### DATA TO PROCESS:
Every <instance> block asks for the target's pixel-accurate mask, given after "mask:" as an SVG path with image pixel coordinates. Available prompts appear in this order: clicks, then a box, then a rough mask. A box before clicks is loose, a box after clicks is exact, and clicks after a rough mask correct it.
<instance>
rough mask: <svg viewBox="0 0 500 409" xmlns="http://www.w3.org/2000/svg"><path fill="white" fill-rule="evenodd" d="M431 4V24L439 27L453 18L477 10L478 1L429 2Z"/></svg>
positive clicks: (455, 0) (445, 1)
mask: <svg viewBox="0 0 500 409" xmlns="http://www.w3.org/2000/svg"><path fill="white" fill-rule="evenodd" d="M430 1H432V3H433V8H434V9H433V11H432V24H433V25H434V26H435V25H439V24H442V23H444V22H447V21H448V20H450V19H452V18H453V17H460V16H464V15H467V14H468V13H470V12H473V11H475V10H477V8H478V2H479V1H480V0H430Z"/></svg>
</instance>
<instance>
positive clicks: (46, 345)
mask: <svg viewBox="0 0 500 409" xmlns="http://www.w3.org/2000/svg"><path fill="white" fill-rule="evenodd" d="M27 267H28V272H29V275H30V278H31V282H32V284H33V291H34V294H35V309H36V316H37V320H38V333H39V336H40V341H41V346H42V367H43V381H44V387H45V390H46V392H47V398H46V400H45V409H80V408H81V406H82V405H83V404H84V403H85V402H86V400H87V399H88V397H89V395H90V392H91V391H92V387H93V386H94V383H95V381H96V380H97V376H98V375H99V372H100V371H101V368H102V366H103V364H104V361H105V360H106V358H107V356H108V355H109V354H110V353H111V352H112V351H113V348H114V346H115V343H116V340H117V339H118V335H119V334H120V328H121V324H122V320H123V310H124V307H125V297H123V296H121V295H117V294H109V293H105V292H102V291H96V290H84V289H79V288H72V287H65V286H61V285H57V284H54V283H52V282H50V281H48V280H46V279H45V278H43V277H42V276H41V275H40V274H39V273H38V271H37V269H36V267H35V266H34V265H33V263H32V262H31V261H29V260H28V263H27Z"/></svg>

### PROBLEM STATEMENT:
Search the records for the word "rough". Copy every line that has it.

### TASK ANSWER:
Every <instance> block asks for the target's pixel-accurate mask, given after "mask:" as an SVG path with image pixel coordinates. Available prompts appear in this order: clicks, then a box, then a rough mask. A box before clicks is loose, a box after clicks is exact, and clicks after a rough mask correct it.
rough mask: <svg viewBox="0 0 500 409" xmlns="http://www.w3.org/2000/svg"><path fill="white" fill-rule="evenodd" d="M431 4V24L439 27L453 18L477 10L478 1L429 2Z"/></svg>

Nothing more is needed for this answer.